(GIVEN PROBLEM) Return word for word the lines below, starting with the line that contains "of the blurred" and going on through the line that contains "point(35, 40)", with both of those lines included.

(MATERIAL SHOWN)
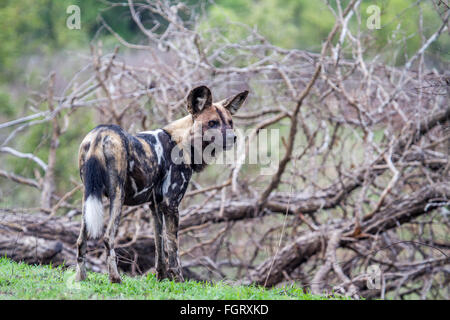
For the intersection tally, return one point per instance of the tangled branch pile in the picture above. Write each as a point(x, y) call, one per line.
point(362, 180)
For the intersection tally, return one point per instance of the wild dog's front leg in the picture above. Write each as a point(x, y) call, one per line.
point(161, 268)
point(81, 252)
point(172, 218)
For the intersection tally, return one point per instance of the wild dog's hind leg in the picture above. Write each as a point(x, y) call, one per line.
point(160, 262)
point(172, 219)
point(81, 250)
point(116, 200)
point(116, 166)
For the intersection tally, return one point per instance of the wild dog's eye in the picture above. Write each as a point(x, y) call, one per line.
point(213, 123)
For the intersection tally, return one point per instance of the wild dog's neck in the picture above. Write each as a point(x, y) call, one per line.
point(180, 130)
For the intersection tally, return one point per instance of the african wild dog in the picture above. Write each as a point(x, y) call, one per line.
point(136, 169)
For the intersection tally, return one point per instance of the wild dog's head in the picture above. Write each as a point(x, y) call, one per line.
point(212, 127)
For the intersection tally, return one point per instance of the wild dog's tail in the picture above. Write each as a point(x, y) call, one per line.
point(94, 184)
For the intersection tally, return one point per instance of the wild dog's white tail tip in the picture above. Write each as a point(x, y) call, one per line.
point(93, 216)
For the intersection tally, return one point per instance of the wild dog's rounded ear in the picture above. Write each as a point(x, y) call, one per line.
point(198, 99)
point(234, 103)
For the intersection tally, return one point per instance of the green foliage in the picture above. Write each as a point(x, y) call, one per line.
point(22, 281)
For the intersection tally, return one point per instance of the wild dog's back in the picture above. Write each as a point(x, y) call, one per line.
point(102, 159)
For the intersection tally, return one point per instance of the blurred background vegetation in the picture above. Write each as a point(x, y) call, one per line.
point(35, 40)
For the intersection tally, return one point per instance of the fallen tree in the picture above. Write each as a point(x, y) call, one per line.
point(362, 178)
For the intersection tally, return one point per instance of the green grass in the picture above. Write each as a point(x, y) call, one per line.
point(23, 281)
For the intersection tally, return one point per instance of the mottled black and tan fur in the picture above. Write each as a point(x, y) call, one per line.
point(136, 169)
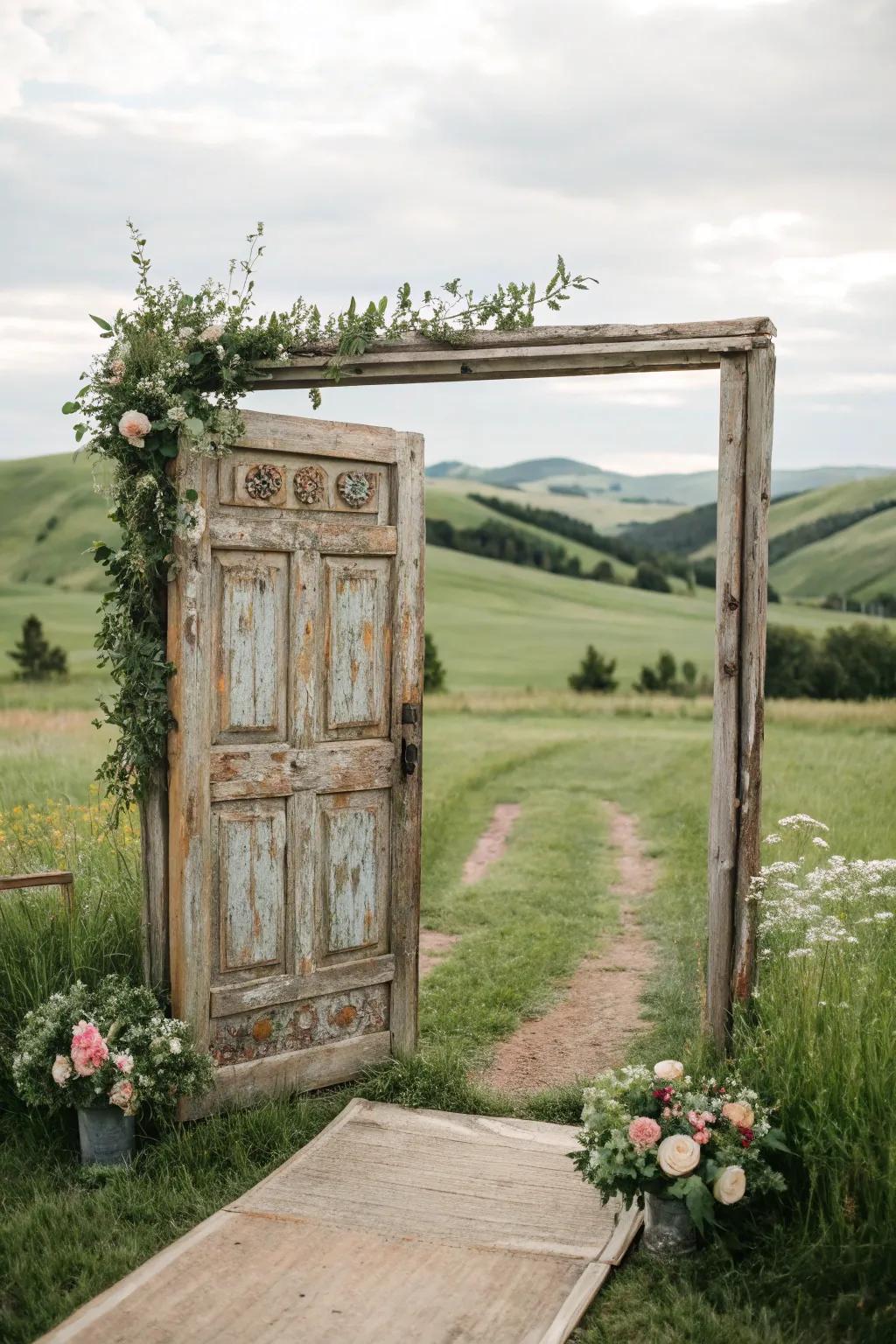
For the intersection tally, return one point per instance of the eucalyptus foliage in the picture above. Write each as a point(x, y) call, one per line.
point(171, 381)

(TASK RESULT)
For the intersection tally, return one point per instance of the blurred background vegetation in the picture above. Write each as a point(x, y) call, one per line.
point(35, 40)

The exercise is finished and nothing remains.